→ Provided records:
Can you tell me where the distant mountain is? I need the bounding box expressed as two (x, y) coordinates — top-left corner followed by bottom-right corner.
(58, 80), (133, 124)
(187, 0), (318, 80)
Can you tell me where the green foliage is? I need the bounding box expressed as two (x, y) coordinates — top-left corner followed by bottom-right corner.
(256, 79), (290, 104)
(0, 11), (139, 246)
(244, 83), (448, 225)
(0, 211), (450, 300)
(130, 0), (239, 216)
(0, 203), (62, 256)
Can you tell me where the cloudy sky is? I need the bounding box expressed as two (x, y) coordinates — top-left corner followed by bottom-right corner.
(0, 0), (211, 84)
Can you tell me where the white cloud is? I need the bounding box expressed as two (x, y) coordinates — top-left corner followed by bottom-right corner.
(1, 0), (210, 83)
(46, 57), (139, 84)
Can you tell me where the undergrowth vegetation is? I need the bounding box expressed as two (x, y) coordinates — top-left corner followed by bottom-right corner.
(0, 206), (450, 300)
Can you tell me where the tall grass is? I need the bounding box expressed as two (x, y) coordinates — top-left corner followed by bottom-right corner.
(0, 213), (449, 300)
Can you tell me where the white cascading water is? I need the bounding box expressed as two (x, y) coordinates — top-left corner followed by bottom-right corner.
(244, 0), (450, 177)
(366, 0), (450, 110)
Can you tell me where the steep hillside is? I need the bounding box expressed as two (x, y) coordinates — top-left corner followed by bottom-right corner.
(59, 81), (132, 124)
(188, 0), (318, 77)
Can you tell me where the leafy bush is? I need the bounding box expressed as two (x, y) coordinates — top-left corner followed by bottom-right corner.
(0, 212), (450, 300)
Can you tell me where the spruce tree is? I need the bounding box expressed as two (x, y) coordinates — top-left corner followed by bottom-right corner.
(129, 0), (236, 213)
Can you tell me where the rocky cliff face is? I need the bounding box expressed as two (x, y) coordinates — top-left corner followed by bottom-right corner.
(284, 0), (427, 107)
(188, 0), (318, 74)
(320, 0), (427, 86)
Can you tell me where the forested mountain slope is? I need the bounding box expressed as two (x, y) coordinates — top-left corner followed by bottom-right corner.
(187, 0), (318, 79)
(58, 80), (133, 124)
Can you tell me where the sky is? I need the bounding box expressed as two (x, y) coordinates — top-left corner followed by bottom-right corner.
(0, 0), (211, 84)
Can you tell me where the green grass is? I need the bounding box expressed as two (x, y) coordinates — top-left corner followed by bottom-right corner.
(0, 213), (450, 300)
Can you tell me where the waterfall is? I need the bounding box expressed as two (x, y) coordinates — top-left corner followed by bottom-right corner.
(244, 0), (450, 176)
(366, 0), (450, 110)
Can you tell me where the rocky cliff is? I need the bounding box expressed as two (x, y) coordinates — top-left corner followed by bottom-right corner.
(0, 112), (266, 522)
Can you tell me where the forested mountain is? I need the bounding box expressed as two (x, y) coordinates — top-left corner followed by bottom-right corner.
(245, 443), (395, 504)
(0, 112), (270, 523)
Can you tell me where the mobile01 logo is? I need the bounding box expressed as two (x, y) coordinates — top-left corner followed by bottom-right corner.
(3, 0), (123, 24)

→ Your task: Render the entries above as a two-column CSV with the header input,output. Give one row per entry, with its wording under input and its answer under output, each in a single quoted field with line breaks turned into spaces.

→ Expected answer:
input,output
"Can you tell me where the distant mountain is? I need the bounding box expressed as two (x, y) coordinates — top-left corner followed by bottom-right corner.","(58, 80), (133, 124) (187, 0), (318, 80)"
"Can you tell me where the green foliage is? I need the bounding box expressed as two (x, y) coordinates — top-left corner followed by bottom-right corner.","(256, 79), (290, 104) (0, 11), (139, 246) (244, 83), (448, 225) (0, 211), (450, 300) (130, 0), (239, 216) (0, 203), (62, 256)"
"Can you tell me where the cloudy sky is? I need the bounding box expressed as two (x, y) coordinates — top-left corner followed by bottom-right corner.","(0, 0), (211, 84)"
"Can you tell me where the white cloud is? I need the bounding box expressed as two (x, y) coordinates — top-left corner followed by bottom-right corner.","(1, 0), (210, 83) (46, 57), (139, 84)"
"Can you tell me where the undergrowth vegetation is? I need the bounding box expressed as two (x, y) coordinates — top-left corner followed by bottom-right corner.","(0, 206), (450, 300)"
"Can you tell me where the tall grass is? I need the bounding box expressed as two (x, y) coordinates — top-left corner followed by bottom-right corner.","(0, 213), (449, 300)"
"Can you tell me where the white cascading water is? I need the bounding box expressed as two (x, y) coordinates — top-left corner followed by bottom-right corner.","(244, 0), (450, 177) (366, 0), (450, 110)"
"Can you tell me where the steep hillside is? I need the bounding box expressed as two (x, y) coordinates — top-left corner followed by bottom-right corner.","(59, 81), (132, 124) (188, 0), (318, 77)"
"Can you tell me where the leafy bush is? I need the bounding box expressed as two (x, y) coordinates — top-left corner followed by bottom-right corner.","(0, 212), (450, 300)"
"Can you tell me where the spruce tree is? I need the bounding box expressed as two (x, y) coordinates — top-left corner followed by bottom-right corner.","(129, 0), (236, 213)"
"Can you tell me where the rocky cliff face is? I need the bounding box expressed as two (x, y) coordinates — top-left corner followed by bottom-right corner.","(284, 0), (427, 107) (188, 0), (318, 74) (320, 0), (427, 86)"
"Can you tell me where the forested mountain slope is? I need the bounding box expressed as two (x, y) coordinates — top-left corner followed by bottom-right corner.","(187, 0), (318, 79) (58, 80), (133, 124)"
"Can you tell me where the sky is? I need the bounding box expressed as two (x, y) coordinates — top-left corner followed by bottom-right corner.","(0, 0), (211, 84)"
"Can you tell me where the green grass is? I need the bounding box expressed as two (x, y) coordinates — top-left corner followed by bottom-right corner.","(0, 213), (450, 300)"
"Can you tell me where the waterfall is? I need the bounding box expressed as two (x, y) coordinates — top-left corner followed by bottom-right corner.","(244, 0), (450, 176) (366, 0), (450, 110)"
"Can you tell me where the rocky cliff is? I need the bounding box expressed as two (x, y) coordinates — top-left corner followed by bottom-right corner.","(0, 112), (266, 522)"
"Can you tell me where the forested mountain is? I need the bounding box expressed as two (x, y) coordinates — top-left corner followed by bottom-right corner.","(245, 443), (395, 504) (0, 112), (270, 523)"
"Can you tell me where the mobile01 logo is? I need the bounding box expressed as two (x, y) coordinates — top-left corner followed by bottom-right corner.","(3, 0), (123, 24)"